■ Goal ■
Reproduce all of the material below word for word, keeping every line in its original order.

____

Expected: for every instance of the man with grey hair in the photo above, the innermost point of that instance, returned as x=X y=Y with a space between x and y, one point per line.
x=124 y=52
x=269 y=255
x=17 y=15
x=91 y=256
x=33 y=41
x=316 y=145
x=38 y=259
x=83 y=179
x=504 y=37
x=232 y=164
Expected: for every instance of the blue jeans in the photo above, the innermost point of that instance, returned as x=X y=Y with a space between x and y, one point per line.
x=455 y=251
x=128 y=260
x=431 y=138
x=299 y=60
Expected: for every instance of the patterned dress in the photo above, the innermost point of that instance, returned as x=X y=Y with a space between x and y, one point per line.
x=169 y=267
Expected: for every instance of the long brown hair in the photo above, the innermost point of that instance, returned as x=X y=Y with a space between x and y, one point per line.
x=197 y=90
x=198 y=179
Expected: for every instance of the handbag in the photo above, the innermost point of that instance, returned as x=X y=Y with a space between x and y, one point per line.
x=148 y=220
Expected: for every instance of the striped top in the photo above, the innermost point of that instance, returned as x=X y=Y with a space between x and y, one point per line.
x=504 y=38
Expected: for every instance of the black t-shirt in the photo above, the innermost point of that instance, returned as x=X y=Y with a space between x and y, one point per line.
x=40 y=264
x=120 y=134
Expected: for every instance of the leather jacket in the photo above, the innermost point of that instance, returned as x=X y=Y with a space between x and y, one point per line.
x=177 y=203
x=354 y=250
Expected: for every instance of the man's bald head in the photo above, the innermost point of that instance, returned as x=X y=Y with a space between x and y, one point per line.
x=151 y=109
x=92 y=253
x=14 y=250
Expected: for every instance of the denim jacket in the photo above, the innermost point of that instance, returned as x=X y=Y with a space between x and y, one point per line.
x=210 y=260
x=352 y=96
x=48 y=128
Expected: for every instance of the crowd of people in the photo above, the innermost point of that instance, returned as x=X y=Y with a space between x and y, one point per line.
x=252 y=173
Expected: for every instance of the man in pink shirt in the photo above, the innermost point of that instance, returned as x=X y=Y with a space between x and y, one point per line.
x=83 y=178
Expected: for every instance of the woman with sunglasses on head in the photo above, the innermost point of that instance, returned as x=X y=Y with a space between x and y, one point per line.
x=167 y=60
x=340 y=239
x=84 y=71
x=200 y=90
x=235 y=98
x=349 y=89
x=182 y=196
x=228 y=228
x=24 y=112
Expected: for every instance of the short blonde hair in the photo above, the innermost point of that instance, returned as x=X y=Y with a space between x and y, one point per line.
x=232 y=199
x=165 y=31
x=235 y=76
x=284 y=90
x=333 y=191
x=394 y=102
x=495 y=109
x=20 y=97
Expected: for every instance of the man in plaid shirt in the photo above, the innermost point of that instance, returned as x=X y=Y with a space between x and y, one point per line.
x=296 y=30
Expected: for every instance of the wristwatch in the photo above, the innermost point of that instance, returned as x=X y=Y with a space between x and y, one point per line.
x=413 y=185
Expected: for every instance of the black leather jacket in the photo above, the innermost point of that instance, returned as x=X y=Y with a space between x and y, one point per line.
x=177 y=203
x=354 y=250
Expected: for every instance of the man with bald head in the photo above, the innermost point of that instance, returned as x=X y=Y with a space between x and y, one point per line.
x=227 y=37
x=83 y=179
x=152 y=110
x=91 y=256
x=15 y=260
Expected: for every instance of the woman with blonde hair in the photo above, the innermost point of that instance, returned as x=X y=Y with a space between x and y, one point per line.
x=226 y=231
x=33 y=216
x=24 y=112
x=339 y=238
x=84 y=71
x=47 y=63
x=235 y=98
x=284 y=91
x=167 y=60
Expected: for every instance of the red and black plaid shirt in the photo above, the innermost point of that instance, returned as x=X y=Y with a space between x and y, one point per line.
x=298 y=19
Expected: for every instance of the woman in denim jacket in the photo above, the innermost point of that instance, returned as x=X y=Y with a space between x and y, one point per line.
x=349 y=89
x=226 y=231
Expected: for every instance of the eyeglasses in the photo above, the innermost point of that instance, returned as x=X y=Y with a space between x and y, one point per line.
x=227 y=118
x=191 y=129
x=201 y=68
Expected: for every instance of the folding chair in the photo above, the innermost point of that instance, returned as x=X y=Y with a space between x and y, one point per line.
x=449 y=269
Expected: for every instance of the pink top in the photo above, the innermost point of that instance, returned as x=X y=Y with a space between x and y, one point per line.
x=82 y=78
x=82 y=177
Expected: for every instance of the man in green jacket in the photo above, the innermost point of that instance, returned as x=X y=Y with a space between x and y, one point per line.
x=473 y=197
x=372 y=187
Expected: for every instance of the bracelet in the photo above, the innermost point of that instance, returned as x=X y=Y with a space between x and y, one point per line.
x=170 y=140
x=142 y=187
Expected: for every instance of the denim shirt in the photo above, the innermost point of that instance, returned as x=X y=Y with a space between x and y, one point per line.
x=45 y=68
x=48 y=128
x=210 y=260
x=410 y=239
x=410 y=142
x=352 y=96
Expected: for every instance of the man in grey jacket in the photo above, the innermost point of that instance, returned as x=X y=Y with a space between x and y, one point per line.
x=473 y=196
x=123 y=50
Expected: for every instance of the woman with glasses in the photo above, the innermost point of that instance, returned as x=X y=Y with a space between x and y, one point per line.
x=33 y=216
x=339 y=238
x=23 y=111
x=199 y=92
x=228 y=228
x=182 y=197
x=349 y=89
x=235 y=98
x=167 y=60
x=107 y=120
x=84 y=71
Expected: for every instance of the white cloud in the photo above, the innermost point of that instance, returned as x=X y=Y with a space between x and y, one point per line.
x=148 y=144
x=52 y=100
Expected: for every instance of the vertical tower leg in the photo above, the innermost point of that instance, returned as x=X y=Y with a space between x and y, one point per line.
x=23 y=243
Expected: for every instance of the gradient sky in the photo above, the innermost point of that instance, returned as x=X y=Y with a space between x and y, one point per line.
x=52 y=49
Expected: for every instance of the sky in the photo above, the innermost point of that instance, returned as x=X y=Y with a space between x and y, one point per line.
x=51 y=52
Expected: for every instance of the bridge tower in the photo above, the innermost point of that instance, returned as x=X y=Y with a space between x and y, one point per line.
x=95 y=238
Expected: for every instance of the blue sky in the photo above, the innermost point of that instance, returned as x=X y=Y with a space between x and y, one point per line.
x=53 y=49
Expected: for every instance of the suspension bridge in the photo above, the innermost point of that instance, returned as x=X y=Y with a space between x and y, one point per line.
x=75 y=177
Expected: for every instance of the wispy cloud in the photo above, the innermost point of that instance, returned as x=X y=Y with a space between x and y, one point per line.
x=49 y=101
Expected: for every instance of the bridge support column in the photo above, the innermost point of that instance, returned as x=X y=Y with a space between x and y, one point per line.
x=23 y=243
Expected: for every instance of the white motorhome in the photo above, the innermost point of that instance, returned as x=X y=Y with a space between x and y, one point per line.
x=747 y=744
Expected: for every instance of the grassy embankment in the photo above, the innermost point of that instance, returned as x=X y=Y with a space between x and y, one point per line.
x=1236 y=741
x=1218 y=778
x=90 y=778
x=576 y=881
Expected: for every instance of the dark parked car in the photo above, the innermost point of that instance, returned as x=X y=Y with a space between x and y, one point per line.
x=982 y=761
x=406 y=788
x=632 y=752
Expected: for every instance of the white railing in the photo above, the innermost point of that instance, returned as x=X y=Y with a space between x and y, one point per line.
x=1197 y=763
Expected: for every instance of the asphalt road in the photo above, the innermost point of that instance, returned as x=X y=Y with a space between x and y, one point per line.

____

■ Expected output ■
Expected: for every instance of the man with grey hair in the photo above, the innermost point of that instance, returned as x=X y=Y with a space between x and y, one point per line.
x=124 y=52
x=269 y=255
x=17 y=15
x=91 y=256
x=33 y=41
x=316 y=145
x=38 y=259
x=83 y=179
x=504 y=37
x=232 y=164
Expected: for every instance of the blue jeans in the photo above, the innermost point of that instance, returned as x=X y=Y with a space between x and y, one point per line.
x=455 y=251
x=128 y=260
x=431 y=138
x=299 y=60
Expected: for every instance of the patterned dress in the photo above, the innermost point of that instance, returned as x=X y=Y with a space between x and y, one point per line.
x=169 y=267
Expected: for every instance of the long brown hair in the photo above, the innermost point of that instance, returned as x=X y=Y with a space between x and y, one point per line.
x=197 y=90
x=198 y=179
Expected: for every instance of the handbag in the photo above, the innermost point of that instance, returned as x=X y=Y with a space between x and y, one point per line.
x=148 y=220
Expected: for every instance of the striped top in the photo above, the innermost point of that instance, returned as x=X y=Y with a space between x and y, one point per line.
x=504 y=38
Expected: for every instance of the black t-shirt in the photo above, the innermost point of that instance, returned as x=X y=Y with a space between x and y, one point per line.
x=40 y=264
x=120 y=134
Expected: for every instance of the leather jacket in the photo above, the innermost point of that instance, returned as x=X y=Y with a space between x and y, one point per line.
x=177 y=203
x=354 y=250
Expected: for every instance of the man's bald head in the photo above, the innermost point of that instance, returned as x=X y=Y with a space between x and y, one point per line.
x=151 y=109
x=92 y=253
x=14 y=250
Expected: for every instance of the denim jacket in the photo above, the innermost point of that instance, returned as x=X y=Y with a space between x and y, one point per line.
x=210 y=260
x=352 y=96
x=48 y=128
Expected: for every instance of the crowd of people in the photo above, the innermost point of that instance, returned as x=X y=Y with a space between x and y, one point per line.
x=252 y=173
Expected: for every instance of the man in pink shirt in the photo above, the innermost point of that instance, returned as x=X y=Y with a space between x and y, one point per line.
x=83 y=178
Expected: for every instance of the woman with sunglasses on head in the photo above, the innermost point of that instance, returned as x=X y=Y with a space between x and y, one point per line.
x=167 y=60
x=340 y=239
x=84 y=71
x=200 y=90
x=235 y=98
x=349 y=89
x=182 y=196
x=228 y=228
x=24 y=112
Expected: for every instance of the short blonde hair in the photo above, the innermost point of that instance, returned as x=X y=Y with a space between x and y, one point per line.
x=232 y=199
x=165 y=31
x=235 y=76
x=284 y=90
x=333 y=191
x=394 y=102
x=495 y=109
x=20 y=97
Expected: for every instance of the man in plaid shirt in the photo above, the innermost point of that instance, returned as x=X y=Y with a space between x and y, one point per line.
x=296 y=30
Expected: for every instance of the wristwatch in the photo above, the innermost point of that instance, returned as x=X y=Y with a space between x and y, one point per line.
x=413 y=185
Expected: for every instance of the black leather jacket in the photo above, the innermost point of that instance, returned as x=X y=Y with a space between x and y, one point per line.
x=177 y=203
x=354 y=250
Expected: for every instance of the man with bald head in the photo above, the innermost point of that instance, returned as x=X y=Y with a space between x and y, one point per line.
x=227 y=37
x=83 y=179
x=152 y=110
x=91 y=256
x=15 y=260
Expected: for every instance of the woman with blonde hair in the photo above, the innermost point of that instance, returned as x=X y=Y with a space between x and y, one point per line.
x=226 y=231
x=33 y=216
x=24 y=112
x=339 y=238
x=84 y=71
x=47 y=63
x=235 y=98
x=284 y=91
x=167 y=60
Expected: for every instance of the red and black plaid shirt in the photo above, the innermost point of that instance, returned as x=X y=Y with a space between x and y, one point per line.
x=298 y=19
Expected: for every instance of the woman in denim jacket in the photo above, the innermost point of that instance, returned as x=X y=Y with a space between x and y, one point per line.
x=349 y=89
x=226 y=231
Expected: for every instance of the eyeglasses in the photo above, the innermost point of that instance, returned as x=X y=Y with a space between x and y, one point per line.
x=227 y=118
x=191 y=129
x=201 y=68
Expected: for every instance of the folding chair in the photo above, the innermost point of that instance, returned as x=X y=Y with a space between x and y, one point per line.
x=449 y=269
Expected: for every instance of the pink top in the photo above, the innermost point of that instance, returned as x=X y=Y with a space between x and y, one point per line.
x=82 y=78
x=82 y=177
Expected: for every instance of the man in green jacket in the photo above, the innermost point of that instance, returned as x=X y=Y with a space between x and y, one point per line.
x=473 y=197
x=372 y=187
Expected: for every instance of the bracelet in the photo above, the innermost point of that instance, returned as x=X y=Y with a space between x and y, one point per line.
x=170 y=140
x=142 y=187
Expected: for every instance of the denim shirt in the photo above, the innermost point of that instance, returned as x=X y=Y with a space between x and y, one point per line.
x=45 y=68
x=48 y=128
x=210 y=260
x=410 y=239
x=410 y=142
x=352 y=96
Expected: for every instance of the man in grey jacket in the photo above, the innermost point of that instance, returned as x=X y=Y with a space between x and y, one point per line.
x=473 y=196
x=123 y=50
Expected: for every instance of the woman with glasses in the photo above, the innermost point of that instance, returned as x=X y=Y with a space between x and y, one point per line.
x=33 y=216
x=339 y=238
x=23 y=111
x=199 y=92
x=228 y=228
x=182 y=197
x=349 y=89
x=235 y=98
x=167 y=60
x=107 y=120
x=84 y=71
Expected: for every instance of the white cloud in the photo above, the innermost point of that instance, returned as x=X y=Y with a space between x and y, one point per line.
x=148 y=144
x=52 y=100
Expected: for every instance of the vertical tower leg in the photo above, the innermost point of that instance, returned as x=X y=Y with a space between x and y, one point per line.
x=23 y=243
Expected: for every instance of the gradient sky in the photo above, the innermost point of that instance, returned as x=X y=Y with a space between x and y, one point per line.
x=52 y=49
Expected: for every instance of the sky in the photo above, the innermost point of that instance, returned as x=X y=Y with a space between x and y, one point per line.
x=51 y=52
Expected: for every instance of the bridge tower in the photo above, the innermost point of that instance, returned as x=X y=Y with a space between x and y, one point per line.
x=95 y=238
Expected: for every instance of the blue sky in the photo above, the innermost point of that instance, returned as x=X y=Y with a space between x and y, one point per line.
x=53 y=49
Expected: for every instance of the suspension bridge in the photo above, the innermost point of that instance, returned as x=X y=Y with a space between x and y, one point per line.
x=75 y=177
Expected: for every instance of the wispy cloud in the photo above, the innermost point of that instance, returned as x=X y=Y with a space between x and y, one point per line.
x=49 y=101
Expected: for every instance of the bridge support column in the photo above, the innermost point of that instance, returned as x=X y=Y with a space between x and y, one point per line.
x=23 y=243
Expected: for every instance of the white motorhome in the photo above, the innermost point of that instance, returned as x=X y=Y with a space between x and y, one point per line.
x=747 y=744
Expected: for every instance of the grassy embankment in the photo above, the innermost point of that instance, returned as x=X y=Y with a space between x and y, one point per line.
x=1236 y=741
x=1218 y=778
x=90 y=778
x=576 y=881
Expected: for every instance of the dark parked car in the photo above, the innermost point of that instance, returned as x=X y=Y with a space between x and y, one point per line.
x=982 y=761
x=406 y=788
x=632 y=752
Expected: for every instance of the white railing in the photo above, the innermost point of that instance, returned as x=X y=Y with a space between x and y, one point per line.
x=1197 y=763
Expected: for every instance of the asphalt road in the photo above, the innermost point of that instance, returned as x=X y=Y with a space between x and y, one point per line.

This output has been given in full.